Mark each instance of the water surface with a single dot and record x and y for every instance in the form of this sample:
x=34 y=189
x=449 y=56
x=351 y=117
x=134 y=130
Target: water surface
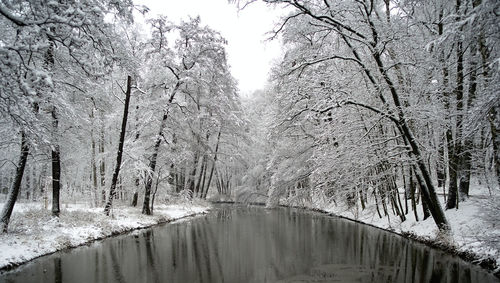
x=253 y=244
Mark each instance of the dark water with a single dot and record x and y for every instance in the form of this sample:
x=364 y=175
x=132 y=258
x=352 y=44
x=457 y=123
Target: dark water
x=253 y=244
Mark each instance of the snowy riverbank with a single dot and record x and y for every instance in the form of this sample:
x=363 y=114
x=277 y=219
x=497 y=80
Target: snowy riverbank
x=475 y=227
x=33 y=232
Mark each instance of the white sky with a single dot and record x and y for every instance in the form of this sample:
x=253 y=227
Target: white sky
x=249 y=54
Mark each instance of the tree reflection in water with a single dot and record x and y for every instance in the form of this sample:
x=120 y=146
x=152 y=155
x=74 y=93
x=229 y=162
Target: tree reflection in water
x=253 y=244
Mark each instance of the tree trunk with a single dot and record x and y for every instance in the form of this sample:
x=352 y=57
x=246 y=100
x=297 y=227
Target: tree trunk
x=93 y=164
x=112 y=189
x=213 y=166
x=16 y=185
x=102 y=163
x=56 y=167
x=146 y=209
x=494 y=120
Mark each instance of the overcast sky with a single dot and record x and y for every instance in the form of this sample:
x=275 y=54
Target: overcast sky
x=249 y=54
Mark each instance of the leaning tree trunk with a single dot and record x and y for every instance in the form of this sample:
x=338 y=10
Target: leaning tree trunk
x=16 y=185
x=112 y=189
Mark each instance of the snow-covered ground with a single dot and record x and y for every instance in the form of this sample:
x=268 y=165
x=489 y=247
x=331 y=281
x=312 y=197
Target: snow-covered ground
x=33 y=232
x=475 y=225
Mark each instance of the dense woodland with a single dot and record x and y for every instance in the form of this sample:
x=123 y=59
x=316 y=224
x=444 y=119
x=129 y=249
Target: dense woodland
..............................
* [GOAL] Duplicate all of the records above line for line, leaving out the picture.

* [REPLY]
Mark each instance of the water surface with a single dot and record x and y for every instance in the form of this sample:
x=34 y=189
x=449 y=56
x=351 y=117
x=134 y=130
Target: water surface
x=253 y=244
Mark each instance of the dark water with a single dot and record x and y for every instance in the form of this sample:
x=364 y=175
x=132 y=258
x=352 y=44
x=457 y=123
Target: dark water
x=253 y=244
Mark each instance of the snowy riverbank with a single dot and record x and y for every instance in the form of this sample:
x=363 y=114
x=277 y=219
x=497 y=80
Target: snowy riverbank
x=475 y=227
x=33 y=232
Mark each instance of the white sky with a single dot and record x and y for every instance in the form of this sample:
x=253 y=227
Target: white sky
x=249 y=54
Mark each instance of the tree reflection in water with a single dot and record x and y for every instance in the form of this sample:
x=120 y=146
x=152 y=155
x=74 y=93
x=229 y=162
Target: tree reflection in water
x=253 y=244
Mark each instance of the tree trunk with a single dot and record x and y for every instance in the form of this sample:
x=352 y=57
x=246 y=100
x=297 y=227
Target: tree trunk
x=93 y=164
x=112 y=189
x=213 y=166
x=16 y=185
x=102 y=163
x=56 y=167
x=146 y=209
x=494 y=120
Mark each instance of the overcast sky with a single dot and record x and y for every instance in the form of this sample:
x=275 y=54
Target: overcast sky
x=249 y=54
Mark each instance of the leaning tree trunk with a single dot and record x and y for every instance in the form of this sample:
x=338 y=10
Target: leaning tree trunk
x=16 y=185
x=112 y=189
Mark each instance of the snow-covered ground with a single dot and record x and y for every instance in the form of this sample:
x=268 y=165
x=489 y=247
x=331 y=281
x=312 y=197
Target: snow-covered ground
x=33 y=232
x=475 y=225
Mark each instance of the dense woodland with a single dot and record x and y for every instance in the form of this sample:
x=123 y=59
x=316 y=224
x=444 y=119
x=129 y=249
Target: dense woodland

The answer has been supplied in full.